COVID-19’s adverse impacts on the financial viability and the operational capability of SMEs have been immense. The after-effects of mass closures (temporary and subsequently permanent), labour and raw materials supply shortages (via supply chains), additional infrastructure costs (including fixed costs such as utilities) and unemployment rates in both the developed and less developed economies of the G20 have brought about programmes such as Coronavirus Aid, relief, and Economic Security (CARES) Act in North America, and similar initiatives in countries such as UK and Serbia as well as elsewhere. These practical schemes have, however, brought about a heightened awareness of SMEs’ inability to meet the eligibility criteria required because of the bureaucratic processes involved.

First, we propose a longer-term sustainable solution, which includes low-interest rates for SMEs and reducing bureaucratic hurdles and documentation. For example, SMEs can be provided with prepopulated online forms with background information and population characteristics by financial institutions and government agencies (from previously supplied demographic and basic business information). Approved payments by the respective financial/ governmental institution should be made as quickly as possible. Second, policy-makers, especially those in the developing G20 countries, should design policies whereby governments create a favourable business climate for investors to support the human and capacity-building resource capabilities of SMEs. Simultaneously, the regulatory and institutional governance framework should facilitate quicker decisions, which will help SMEs to access and develop the requisite additional resources, to obtain permits, loan and credit approvals. Most critically, the programmes launched in 2020 and early 2021 should complement, rather than contradict previous grant and financial schemes to avoid overburdening SMEs with additional compliance and cross-checking of outdated policies and requirements. We believe that additional resources, especially at the regulatory implementation decision-makers level, can contribute to alleviating some of the bureaucratic and time-sensitive challenges for the SMEs (e.g. due to delay in the processing of applications, permits and other approvals). Accordingly, post-COVID-19 recovery requires thinking beyond the enforcement of rules or having unsustainable band-aid solutions offering one-off, short-term, reactive support systems/measures and instead of having a pathway that will bolster SMEs’ resilience-building capabilities.

# # # # # # #

• _Tasks for this exercise_:
(A) According to the passage on SMEs and COVID-19, why should the programmes launched in 2020 and early 2021 complement rather than contradict previous grant and financial schemes?
(B) From the passage on SMEs and COVID-19, quote the section starting with "COVID-19’s adverse impacts" and going on through "bureaucratic processes involved.".

• _Record set_:
# # # # # # #

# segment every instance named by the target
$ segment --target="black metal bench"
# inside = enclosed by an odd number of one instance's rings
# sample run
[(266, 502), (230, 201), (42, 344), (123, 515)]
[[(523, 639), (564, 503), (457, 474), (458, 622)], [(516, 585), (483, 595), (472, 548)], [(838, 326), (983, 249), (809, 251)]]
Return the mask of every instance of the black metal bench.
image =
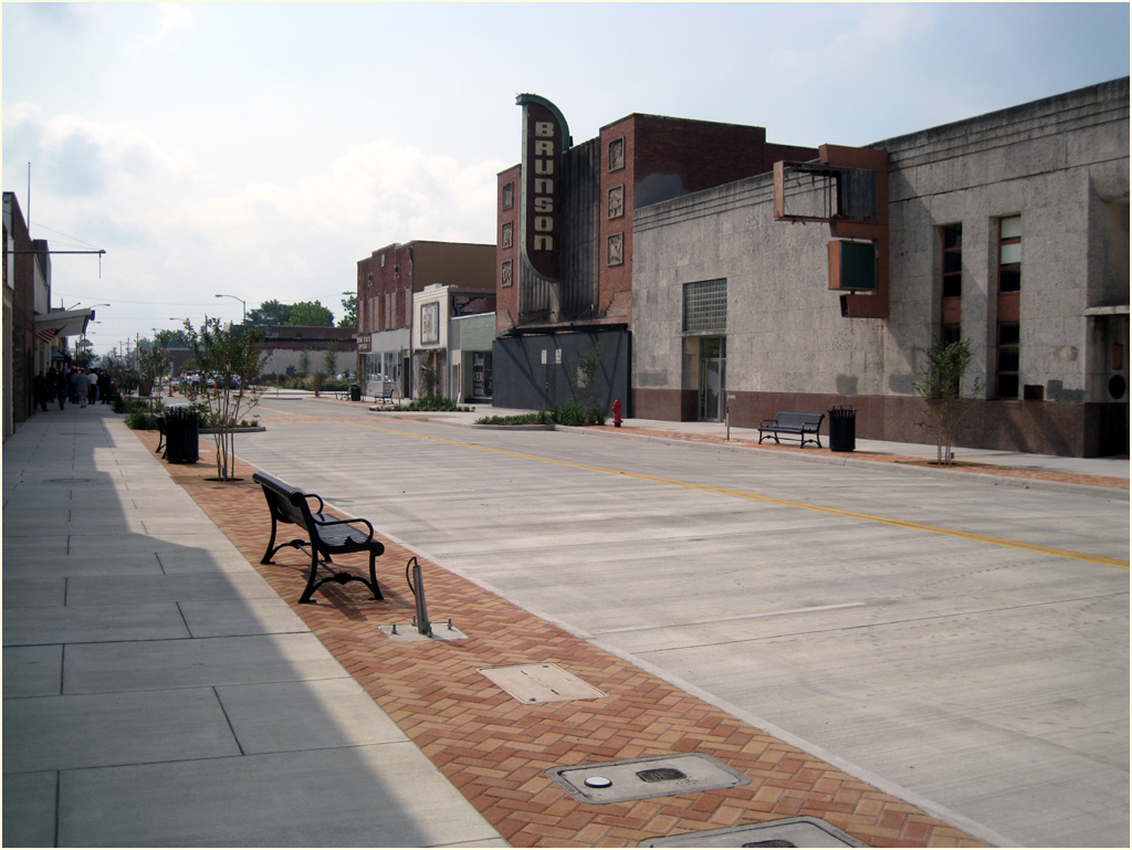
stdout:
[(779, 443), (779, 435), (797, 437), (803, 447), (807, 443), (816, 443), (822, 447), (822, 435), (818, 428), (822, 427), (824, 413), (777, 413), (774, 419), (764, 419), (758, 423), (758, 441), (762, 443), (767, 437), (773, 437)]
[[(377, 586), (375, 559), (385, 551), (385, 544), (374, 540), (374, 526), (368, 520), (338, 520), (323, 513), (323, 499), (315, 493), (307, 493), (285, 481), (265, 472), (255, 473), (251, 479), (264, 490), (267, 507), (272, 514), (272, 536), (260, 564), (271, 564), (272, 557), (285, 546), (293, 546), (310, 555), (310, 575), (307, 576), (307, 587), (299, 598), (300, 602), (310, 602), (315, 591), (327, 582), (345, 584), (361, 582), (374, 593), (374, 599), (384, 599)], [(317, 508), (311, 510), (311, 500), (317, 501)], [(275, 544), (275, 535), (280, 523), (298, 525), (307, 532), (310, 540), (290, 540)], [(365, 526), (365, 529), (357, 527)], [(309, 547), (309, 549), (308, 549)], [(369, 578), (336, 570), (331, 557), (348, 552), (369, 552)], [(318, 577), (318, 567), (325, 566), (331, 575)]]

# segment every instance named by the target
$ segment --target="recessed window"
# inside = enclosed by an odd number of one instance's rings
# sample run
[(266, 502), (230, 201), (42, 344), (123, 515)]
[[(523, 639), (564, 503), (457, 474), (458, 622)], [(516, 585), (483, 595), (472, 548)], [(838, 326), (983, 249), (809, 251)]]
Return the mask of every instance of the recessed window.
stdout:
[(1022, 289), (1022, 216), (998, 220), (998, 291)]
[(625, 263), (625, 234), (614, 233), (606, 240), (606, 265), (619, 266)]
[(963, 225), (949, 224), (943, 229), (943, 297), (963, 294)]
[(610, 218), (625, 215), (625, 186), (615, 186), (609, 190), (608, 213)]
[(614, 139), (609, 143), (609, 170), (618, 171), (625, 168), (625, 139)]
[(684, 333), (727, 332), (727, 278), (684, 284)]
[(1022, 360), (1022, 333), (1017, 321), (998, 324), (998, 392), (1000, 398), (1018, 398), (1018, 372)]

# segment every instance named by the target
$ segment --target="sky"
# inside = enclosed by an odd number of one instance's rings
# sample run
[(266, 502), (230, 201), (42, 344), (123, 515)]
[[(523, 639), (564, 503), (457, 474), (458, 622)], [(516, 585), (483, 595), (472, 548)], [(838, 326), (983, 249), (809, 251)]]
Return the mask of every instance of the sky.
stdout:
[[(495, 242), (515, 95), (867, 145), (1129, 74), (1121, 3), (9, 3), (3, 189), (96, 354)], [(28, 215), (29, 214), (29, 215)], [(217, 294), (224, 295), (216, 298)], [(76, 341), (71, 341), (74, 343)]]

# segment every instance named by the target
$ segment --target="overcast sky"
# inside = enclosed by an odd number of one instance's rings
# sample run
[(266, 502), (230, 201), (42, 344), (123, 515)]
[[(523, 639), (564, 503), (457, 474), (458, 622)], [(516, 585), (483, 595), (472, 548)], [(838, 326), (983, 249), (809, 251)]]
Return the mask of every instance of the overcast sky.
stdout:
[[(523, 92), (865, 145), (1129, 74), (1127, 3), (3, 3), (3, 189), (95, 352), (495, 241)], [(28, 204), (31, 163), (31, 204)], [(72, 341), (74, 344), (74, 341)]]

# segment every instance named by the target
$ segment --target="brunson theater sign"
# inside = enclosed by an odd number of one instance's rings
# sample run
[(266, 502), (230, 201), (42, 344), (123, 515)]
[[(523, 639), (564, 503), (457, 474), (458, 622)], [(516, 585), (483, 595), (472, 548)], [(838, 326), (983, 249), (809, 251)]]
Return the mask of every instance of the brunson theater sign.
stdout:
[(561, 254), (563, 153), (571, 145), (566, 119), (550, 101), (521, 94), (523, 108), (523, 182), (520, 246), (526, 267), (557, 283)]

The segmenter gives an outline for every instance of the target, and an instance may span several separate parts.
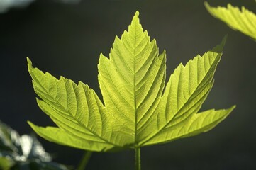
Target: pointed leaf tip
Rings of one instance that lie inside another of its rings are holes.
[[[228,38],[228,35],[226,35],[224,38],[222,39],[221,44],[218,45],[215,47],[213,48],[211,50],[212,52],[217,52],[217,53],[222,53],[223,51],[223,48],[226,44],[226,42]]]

# # # # # # #

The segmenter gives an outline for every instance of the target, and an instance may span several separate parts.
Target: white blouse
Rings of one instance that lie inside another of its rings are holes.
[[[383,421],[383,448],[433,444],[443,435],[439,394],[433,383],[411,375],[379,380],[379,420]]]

# # # # # # #

• _Solution list_:
(A) They should complement the earlier schemes so that SMEs are not overburdened with additional compliance and with cross-checking outdated policies and requirements.

(B)
COVID-19’s adverse impacts on the financial viability and the operational capability of SMEs have been immense. The after-effects of mass closures (temporary and subsequently permanent), labour and raw materials supply shortages (via supply chains), additional infrastructure costs (including fixed costs such as utilities) and unemployment rates in both the developed and less developed economies of the G20 have brought about programmes such as Coronavirus Aid, relief, and Economic Security (CARES) Act in North America, and similar initiatives in countries such as UK and Serbia as well as elsewhere. These practical schemes have, however, brought about a heightened awareness of SMEs’ inability to meet the eligibility criteria required because of the bureaucratic processes involved.